§ **PASSAGE TO READ**:
- - - -

"Do Ya Do Ya (Wanna Please Me)" is a song by British singer Samantha Fox, released as the second single from her debut album, Touch Me (1986). The hard rock song was her second consecutive number one in Sweden, supplanting "Touch Me (I Want Your Body)". It was also a top ten hit in the UK, Switzerland, and Germany. The lyrics taunt the listener with lines such as "Are you strong enough?" and "I could get you underneath my thumb." Fox performed the song on a 1986 episode of Top of the Pops, and to this day remains a recurring feature of her live repertoire.

- - - -

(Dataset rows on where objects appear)
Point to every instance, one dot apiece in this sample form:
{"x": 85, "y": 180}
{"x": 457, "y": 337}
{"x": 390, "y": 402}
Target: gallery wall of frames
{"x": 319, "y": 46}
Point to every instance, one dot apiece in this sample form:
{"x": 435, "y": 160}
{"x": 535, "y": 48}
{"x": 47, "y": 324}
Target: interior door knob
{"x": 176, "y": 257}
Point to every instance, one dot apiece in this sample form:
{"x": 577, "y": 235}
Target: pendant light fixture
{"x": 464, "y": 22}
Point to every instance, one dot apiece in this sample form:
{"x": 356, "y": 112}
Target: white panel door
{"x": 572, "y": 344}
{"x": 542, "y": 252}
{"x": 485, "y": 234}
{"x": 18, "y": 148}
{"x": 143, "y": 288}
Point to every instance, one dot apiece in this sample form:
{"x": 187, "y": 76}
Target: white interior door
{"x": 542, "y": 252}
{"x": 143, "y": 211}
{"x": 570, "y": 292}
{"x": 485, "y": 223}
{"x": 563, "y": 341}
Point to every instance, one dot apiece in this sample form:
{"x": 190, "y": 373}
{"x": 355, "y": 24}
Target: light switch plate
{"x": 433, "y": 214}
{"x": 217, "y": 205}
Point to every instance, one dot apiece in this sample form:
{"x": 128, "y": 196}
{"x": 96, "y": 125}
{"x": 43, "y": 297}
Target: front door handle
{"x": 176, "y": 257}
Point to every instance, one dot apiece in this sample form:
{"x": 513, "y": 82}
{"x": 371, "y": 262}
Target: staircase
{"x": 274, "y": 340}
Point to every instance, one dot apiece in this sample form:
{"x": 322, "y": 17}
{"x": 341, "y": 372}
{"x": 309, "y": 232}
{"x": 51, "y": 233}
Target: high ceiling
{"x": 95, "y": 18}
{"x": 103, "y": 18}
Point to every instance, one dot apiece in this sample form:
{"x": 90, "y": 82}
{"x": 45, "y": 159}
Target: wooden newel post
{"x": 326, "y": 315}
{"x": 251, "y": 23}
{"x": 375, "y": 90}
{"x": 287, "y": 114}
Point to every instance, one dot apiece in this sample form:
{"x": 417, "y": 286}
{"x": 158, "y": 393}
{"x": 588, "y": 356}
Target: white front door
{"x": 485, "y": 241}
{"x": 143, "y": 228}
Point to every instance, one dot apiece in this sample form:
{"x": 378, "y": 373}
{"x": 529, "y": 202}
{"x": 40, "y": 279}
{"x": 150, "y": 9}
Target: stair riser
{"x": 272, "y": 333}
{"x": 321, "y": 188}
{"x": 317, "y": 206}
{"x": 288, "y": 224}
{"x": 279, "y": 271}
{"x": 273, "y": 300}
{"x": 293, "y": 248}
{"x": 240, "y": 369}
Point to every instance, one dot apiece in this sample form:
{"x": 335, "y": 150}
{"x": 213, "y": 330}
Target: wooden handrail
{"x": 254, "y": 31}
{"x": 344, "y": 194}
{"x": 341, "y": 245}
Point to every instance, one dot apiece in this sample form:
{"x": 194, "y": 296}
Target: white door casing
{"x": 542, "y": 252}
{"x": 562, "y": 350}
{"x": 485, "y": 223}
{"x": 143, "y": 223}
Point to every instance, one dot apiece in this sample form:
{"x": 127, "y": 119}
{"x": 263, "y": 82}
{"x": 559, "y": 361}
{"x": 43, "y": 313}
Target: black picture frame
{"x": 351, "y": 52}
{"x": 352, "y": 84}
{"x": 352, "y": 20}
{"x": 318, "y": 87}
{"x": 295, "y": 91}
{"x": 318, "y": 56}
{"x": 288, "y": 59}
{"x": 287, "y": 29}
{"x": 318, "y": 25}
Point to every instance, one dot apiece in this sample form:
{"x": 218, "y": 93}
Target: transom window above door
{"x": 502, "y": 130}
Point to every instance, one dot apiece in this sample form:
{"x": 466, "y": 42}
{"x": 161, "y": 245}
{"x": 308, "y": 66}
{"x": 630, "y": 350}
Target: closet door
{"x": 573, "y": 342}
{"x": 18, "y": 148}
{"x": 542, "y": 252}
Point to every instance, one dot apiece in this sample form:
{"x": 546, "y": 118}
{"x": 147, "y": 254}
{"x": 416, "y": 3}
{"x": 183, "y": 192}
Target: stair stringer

- - - -

§ **EXERCISE GOAL**: Continue the passage about the Samantha Fox song "Do Ya Do Ya (Wanna Please Me)" from the point where it stops.

§ **SOLVED EXERCISE**:
Music video
The accompanying music video for "Do Ya Do Ya (Wanna Please Me)" begins with Samantha Fox emerging from a limousine in a ruffled shirt and studded black leather jacket. Her valet looking on, Fox performs the number with her band while pulling several pranks on them. The clip featured members of Hanoi Rocks; Nasty Suicide, Timo "Timppa" Kaltio, Terry Chimes and Dave Tregunna as Fox's band.

Track listings
 12" vinyl UK (0577346)
"Do Ya Do Ya (Wanna Please Me) (Vixen Mix)" (6:13)
"Do Ya Do Ya (Wanna Please Me) (Extended Version)" (5:18)

 12" vinyl DE (6.20627 AE)
"Do Ya Do Ya (Wanna Please Me) (Foxy Mix)" (6:13)
"Do Ya Do Ya (Wanna Please Me) (Extended Version)" (5:18)
"Drop Me a Line" (3:48)

 12" vinyl US (1033-1-JD)
"Do Ya Do Ya (Wanna Please Me) (Extended Version)" (5:18)
"Do Ya Do Ya (Wanna Please Me) (7" Version)" (3:48)
"Do Ya Do Ya (Wanna Please Me) (Vixen Mix)" (6:13)
"Do Ya Do Ya (Wanna Please Me) (Instrumental Version)" (3:48) 	
"Want You to Want Me" 	(3:30)

 7" vinyl UK (FOXY 2)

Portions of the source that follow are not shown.